▶ _Exercise instructions_: Copy every line of the data below without changing a character, and leave the pictures out of your copy.
+ + + + +
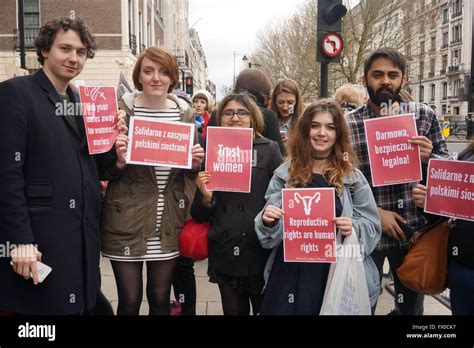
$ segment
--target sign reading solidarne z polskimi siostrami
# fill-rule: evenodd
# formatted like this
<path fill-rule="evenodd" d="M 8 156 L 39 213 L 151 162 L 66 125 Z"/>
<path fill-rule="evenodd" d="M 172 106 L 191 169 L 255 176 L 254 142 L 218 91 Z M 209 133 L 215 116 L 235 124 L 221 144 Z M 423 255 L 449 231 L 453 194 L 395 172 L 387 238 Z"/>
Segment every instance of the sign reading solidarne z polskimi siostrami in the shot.
<path fill-rule="evenodd" d="M 474 162 L 431 159 L 425 211 L 474 221 Z"/>
<path fill-rule="evenodd" d="M 414 114 L 372 118 L 364 126 L 372 186 L 421 180 L 420 150 L 408 142 L 418 135 Z"/>
<path fill-rule="evenodd" d="M 130 118 L 127 163 L 190 169 L 194 124 Z"/>

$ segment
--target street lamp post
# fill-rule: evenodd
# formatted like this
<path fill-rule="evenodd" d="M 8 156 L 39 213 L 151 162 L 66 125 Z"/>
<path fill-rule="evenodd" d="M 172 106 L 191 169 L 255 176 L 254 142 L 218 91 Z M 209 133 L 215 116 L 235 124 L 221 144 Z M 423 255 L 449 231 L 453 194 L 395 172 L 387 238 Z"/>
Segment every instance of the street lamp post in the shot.
<path fill-rule="evenodd" d="M 235 57 L 237 56 L 243 56 L 242 60 L 244 61 L 245 64 L 247 64 L 248 58 L 245 54 L 243 53 L 237 53 L 234 51 L 234 87 L 235 87 Z"/>

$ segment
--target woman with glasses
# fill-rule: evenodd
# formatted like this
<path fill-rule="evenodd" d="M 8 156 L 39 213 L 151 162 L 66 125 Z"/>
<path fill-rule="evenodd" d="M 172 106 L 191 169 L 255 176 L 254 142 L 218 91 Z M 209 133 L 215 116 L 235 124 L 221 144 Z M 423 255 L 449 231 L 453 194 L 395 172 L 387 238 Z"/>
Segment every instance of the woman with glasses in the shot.
<path fill-rule="evenodd" d="M 222 127 L 253 129 L 250 193 L 210 192 L 206 184 L 212 177 L 203 171 L 191 215 L 197 221 L 211 220 L 208 274 L 210 282 L 219 286 L 224 314 L 249 315 L 250 305 L 257 314 L 269 252 L 260 246 L 253 221 L 265 205 L 265 191 L 282 157 L 278 144 L 261 136 L 262 114 L 247 93 L 227 95 L 220 103 L 217 121 Z"/>

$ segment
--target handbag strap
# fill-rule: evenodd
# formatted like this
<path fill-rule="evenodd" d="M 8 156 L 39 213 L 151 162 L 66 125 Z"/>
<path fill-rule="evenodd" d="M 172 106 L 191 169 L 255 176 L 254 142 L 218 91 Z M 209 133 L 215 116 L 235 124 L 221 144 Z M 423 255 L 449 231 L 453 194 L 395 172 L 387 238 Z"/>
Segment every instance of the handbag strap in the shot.
<path fill-rule="evenodd" d="M 413 233 L 413 236 L 410 238 L 410 245 L 413 245 L 415 244 L 416 242 L 418 242 L 418 240 L 426 233 L 428 232 L 429 230 L 431 230 L 433 227 L 441 224 L 441 223 L 444 223 L 445 221 L 447 221 L 448 219 L 444 216 L 440 216 L 438 219 L 432 221 L 432 222 L 428 222 L 427 224 L 423 225 L 420 227 L 420 229 L 418 231 L 416 231 L 415 233 Z"/>

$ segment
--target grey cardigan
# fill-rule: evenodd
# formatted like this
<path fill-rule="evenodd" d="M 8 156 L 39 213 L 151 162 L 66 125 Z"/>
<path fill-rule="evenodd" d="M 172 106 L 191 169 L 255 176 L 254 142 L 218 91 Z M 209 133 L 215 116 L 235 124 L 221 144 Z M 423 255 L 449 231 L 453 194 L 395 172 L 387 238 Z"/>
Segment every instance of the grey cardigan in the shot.
<path fill-rule="evenodd" d="M 281 190 L 287 188 L 288 185 L 287 177 L 289 165 L 290 162 L 287 161 L 275 170 L 265 195 L 265 199 L 267 200 L 266 205 L 271 204 L 281 207 Z M 344 191 L 342 196 L 339 197 L 342 203 L 341 216 L 352 218 L 352 225 L 357 233 L 361 251 L 364 256 L 364 269 L 367 287 L 369 289 L 370 304 L 374 306 L 380 294 L 380 277 L 370 254 L 375 249 L 382 235 L 377 205 L 367 179 L 360 170 L 356 169 L 352 172 L 352 175 L 345 177 L 343 184 Z M 255 218 L 255 230 L 262 247 L 265 249 L 273 249 L 265 266 L 264 278 L 266 284 L 275 259 L 277 247 L 283 240 L 283 223 L 280 220 L 271 228 L 265 227 L 262 222 L 262 214 L 263 210 Z"/>

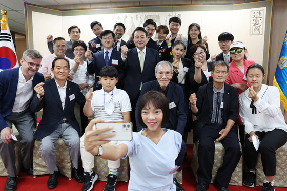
+ + + + +
▶ _Correct response_:
$ segment
--target sign reading solidarne z polskimi siostrami
# fill-rule: evenodd
# formatted like this
<path fill-rule="evenodd" d="M 8 156 L 39 213 L 151 162 L 66 125 Z"/>
<path fill-rule="evenodd" d="M 172 106 L 191 169 L 255 176 L 254 142 L 218 91 Z M 209 133 L 215 116 L 235 124 L 221 144 Z M 423 255 L 449 231 L 453 194 L 395 172 L 387 238 Z"/>
Segment every instance of the sign reading solidarne z polskimi siostrami in the shot.
<path fill-rule="evenodd" d="M 474 162 L 431 159 L 425 211 L 474 221 Z"/>
<path fill-rule="evenodd" d="M 414 114 L 372 118 L 364 126 L 372 186 L 421 180 L 420 150 L 408 142 L 418 135 Z"/>
<path fill-rule="evenodd" d="M 130 118 L 127 163 L 190 169 L 194 124 Z"/>

$ segment
--target street lamp post
# fill-rule: evenodd
# formatted like this
<path fill-rule="evenodd" d="M 8 156 L 39 213 L 151 162 L 66 125 Z"/>
<path fill-rule="evenodd" d="M 172 106 L 191 169 L 255 176 L 254 142 L 218 91 Z M 209 133 L 215 116 L 235 124 L 221 144 Z M 423 255 L 449 231 L 453 194 L 395 172 L 387 238 Z"/>
Segment every instance of the street lamp post in the shot.
<path fill-rule="evenodd" d="M 235 57 L 237 56 L 243 56 L 242 60 L 244 61 L 245 64 L 247 64 L 248 58 L 245 54 L 243 53 L 237 53 L 234 51 L 234 87 L 235 87 Z"/>

$ segment
--target woman with glasses
# fill-rule: evenodd
# formatted like this
<path fill-rule="evenodd" d="M 8 156 L 39 213 L 151 162 L 66 125 Z"/>
<path fill-rule="evenodd" d="M 172 106 L 191 169 L 255 176 L 254 142 L 218 91 Z M 209 133 L 215 116 L 235 124 L 221 144 Z M 423 255 L 449 231 L 453 194 L 395 172 L 387 238 Z"/>
Segment every instance of the woman with glasses in the shot.
<path fill-rule="evenodd" d="M 222 127 L 253 129 L 250 193 L 210 192 L 206 184 L 212 177 L 203 171 L 191 215 L 197 221 L 211 220 L 208 274 L 210 282 L 219 286 L 224 314 L 249 315 L 250 305 L 257 314 L 269 252 L 260 246 L 253 221 L 265 205 L 265 191 L 282 157 L 278 144 L 261 136 L 262 114 L 247 93 L 227 95 L 220 103 L 217 121 Z"/>

$ segment
--target handbag strap
# fill-rule: evenodd
# formatted like this
<path fill-rule="evenodd" d="M 8 156 L 39 213 L 151 162 L 66 125 Z"/>
<path fill-rule="evenodd" d="M 172 106 L 191 169 L 255 176 L 254 142 L 218 91 Z M 209 133 L 215 116 L 235 124 L 221 144 Z M 423 255 L 449 231 L 453 194 L 395 172 L 387 238 Z"/>
Segment every instance of the handbag strap in the shot.
<path fill-rule="evenodd" d="M 413 233 L 413 236 L 410 238 L 410 245 L 413 245 L 415 244 L 416 242 L 418 242 L 418 240 L 426 233 L 428 232 L 429 230 L 431 230 L 433 227 L 441 224 L 441 223 L 444 223 L 445 221 L 447 221 L 448 219 L 444 216 L 440 216 L 438 219 L 432 221 L 432 222 L 428 222 L 427 224 L 423 225 L 420 227 L 420 229 L 418 231 L 416 231 L 415 233 Z"/>

$ segment
--target grey cardigan
# fill-rule: evenodd
# formatted like this
<path fill-rule="evenodd" d="M 8 156 L 39 213 L 151 162 L 66 125 Z"/>
<path fill-rule="evenodd" d="M 172 106 L 191 169 L 255 176 L 254 142 L 218 91 Z M 209 133 L 215 116 L 235 124 L 221 144 Z M 423 255 L 449 231 L 453 194 L 395 172 L 387 238 Z"/>
Segment every instance of the grey cardigan in the shot.
<path fill-rule="evenodd" d="M 281 190 L 287 188 L 288 185 L 287 177 L 289 165 L 290 162 L 287 161 L 275 170 L 265 195 L 265 199 L 267 200 L 266 205 L 271 204 L 281 207 Z M 344 191 L 342 196 L 339 197 L 342 203 L 341 216 L 352 218 L 352 225 L 357 233 L 361 251 L 364 256 L 364 269 L 367 287 L 369 289 L 370 304 L 374 306 L 380 294 L 380 277 L 370 254 L 375 249 L 382 235 L 377 205 L 367 179 L 360 170 L 356 169 L 352 172 L 352 175 L 345 177 L 343 184 Z M 255 218 L 255 230 L 262 247 L 265 249 L 273 249 L 265 266 L 264 278 L 266 284 L 275 259 L 277 247 L 283 240 L 283 223 L 280 220 L 271 228 L 265 227 L 262 222 L 262 214 L 263 210 Z"/>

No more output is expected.